§ **Set exercise 1**:
For the biography of Susan Jeanes below, decide whether each statement agrees with it: (a) Jeanes held the seat of Kingston from 1996 to 1998; (b) Jeanes won the seat of Fisher at the 2002 South Australian state election; (c) Jeanes advised Robert Hill on climate change and energy policy. Answer yes or no for each and quote the words of the text that settle it.
§ **Set exercise 2**:
According to the biography of Susan Jeanes below, what position was she appointed to in November 2007?
§ **Set exercise 3**:
Please write out the biography of Susan Jeanes below from "After her parliamentary" up to and including "geothermal energy industry.", with no changes.

§ **Page excerpt**:
* * * *
Susan Barbara Jeanes (born 24 February 1958) is an Australian politician. She was a Liberal Party of Australia member of the Australian House of Representatives from 1996 to 1998, representing the electorate of Kingston. She defeated Labor MP Gordon Bilney as part of the Liberal victory at the 1996 federal election, only to lose to Labor candidate David Cox at the closer-run 1998 federal election.

By the 2002 South Australian state election, the Liberal MP for the electorate of Fisher, Bob Such, had left the party and become an independent. Jeanes won Liberal preselection for the seat but lost to Such at the election.

After her parliamentary career ended she worked as an advisor on climate change and energy policy to the then federal Environment and Heritage Minister Robert Hill. She was later appointed Chief Executive Officer of the Renewable Energy Generators of Australia (REGA) and is a director of the Climate Institute.  In November 2007 she was appointed Chief Executive of the Australian Geothermal Energy Association, the national industry association for the Australian geothermal energy industry.
* * * *
§ **Entries supplied**:
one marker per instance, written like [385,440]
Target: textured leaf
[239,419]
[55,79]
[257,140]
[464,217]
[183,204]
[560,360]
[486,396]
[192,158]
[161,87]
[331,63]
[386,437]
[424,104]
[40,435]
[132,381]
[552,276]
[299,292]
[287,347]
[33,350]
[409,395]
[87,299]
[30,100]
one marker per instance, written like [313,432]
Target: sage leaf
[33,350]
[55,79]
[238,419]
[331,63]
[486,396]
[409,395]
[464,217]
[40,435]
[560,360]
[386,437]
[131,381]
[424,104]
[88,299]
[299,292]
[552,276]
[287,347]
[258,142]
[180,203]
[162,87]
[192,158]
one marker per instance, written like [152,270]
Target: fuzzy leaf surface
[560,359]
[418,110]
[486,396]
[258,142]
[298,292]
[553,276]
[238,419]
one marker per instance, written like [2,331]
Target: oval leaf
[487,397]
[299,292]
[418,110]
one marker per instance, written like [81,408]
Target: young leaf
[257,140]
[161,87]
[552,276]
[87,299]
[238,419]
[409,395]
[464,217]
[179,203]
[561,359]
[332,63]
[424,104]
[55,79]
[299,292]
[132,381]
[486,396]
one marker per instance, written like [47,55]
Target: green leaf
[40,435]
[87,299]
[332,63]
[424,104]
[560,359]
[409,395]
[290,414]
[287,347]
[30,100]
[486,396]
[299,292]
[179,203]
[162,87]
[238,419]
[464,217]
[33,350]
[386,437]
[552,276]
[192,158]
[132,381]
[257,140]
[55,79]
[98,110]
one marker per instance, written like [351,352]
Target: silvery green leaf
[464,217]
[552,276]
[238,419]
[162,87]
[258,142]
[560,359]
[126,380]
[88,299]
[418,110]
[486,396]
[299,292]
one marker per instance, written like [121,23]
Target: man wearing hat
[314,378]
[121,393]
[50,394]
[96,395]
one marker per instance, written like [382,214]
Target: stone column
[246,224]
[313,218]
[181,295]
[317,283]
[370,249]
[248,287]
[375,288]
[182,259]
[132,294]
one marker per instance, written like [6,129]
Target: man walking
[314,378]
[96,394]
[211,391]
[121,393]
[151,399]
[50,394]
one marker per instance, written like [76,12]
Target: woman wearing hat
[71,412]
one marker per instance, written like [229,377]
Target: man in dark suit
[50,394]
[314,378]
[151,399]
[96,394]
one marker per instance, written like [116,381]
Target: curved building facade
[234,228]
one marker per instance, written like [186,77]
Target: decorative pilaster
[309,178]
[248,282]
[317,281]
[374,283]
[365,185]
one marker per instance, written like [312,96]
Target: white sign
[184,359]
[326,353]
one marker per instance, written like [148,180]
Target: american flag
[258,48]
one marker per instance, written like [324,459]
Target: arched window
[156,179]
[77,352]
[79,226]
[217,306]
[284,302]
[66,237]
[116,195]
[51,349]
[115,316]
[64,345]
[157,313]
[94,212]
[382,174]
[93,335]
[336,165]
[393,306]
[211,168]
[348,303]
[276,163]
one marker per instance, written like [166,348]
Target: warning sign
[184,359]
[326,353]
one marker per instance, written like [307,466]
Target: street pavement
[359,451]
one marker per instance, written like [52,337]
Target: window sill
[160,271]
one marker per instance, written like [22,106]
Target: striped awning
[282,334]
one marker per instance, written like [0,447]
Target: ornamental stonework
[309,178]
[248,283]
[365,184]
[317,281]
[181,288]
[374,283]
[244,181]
* * * *
§ **Finished answer 1**:
(a) Yes: "a Liberal Party of Australia member of the Australian House of Representatives from 1996 to 1998, representing the electorate of Kingston"
(b) No: "Jeanes won Liberal preselection for the seat but lost to Such at the election."
(c) Yes: "she worked as an advisor on climate change and energy policy to the then federal Environment and Heritage Minister Robert Hill"

§ **Finished answer 2**:
Chief Executive of the Australian Geothermal Energy Association.

§ **Finished answer 3**:
After her parliamentary career ended she worked as an advisor on climate change and energy policy to the then federal Environment and Heritage Minister Robert Hill. She was later appointed Chief Executive Officer of the Renewable Energy Generators of Australia (REGA) and is a director of the Climate Institute.  In November 2007 she was appointed Chief Executive of the Australian Geothermal Energy Association, the national industry association for the Australian geothermal energy industry.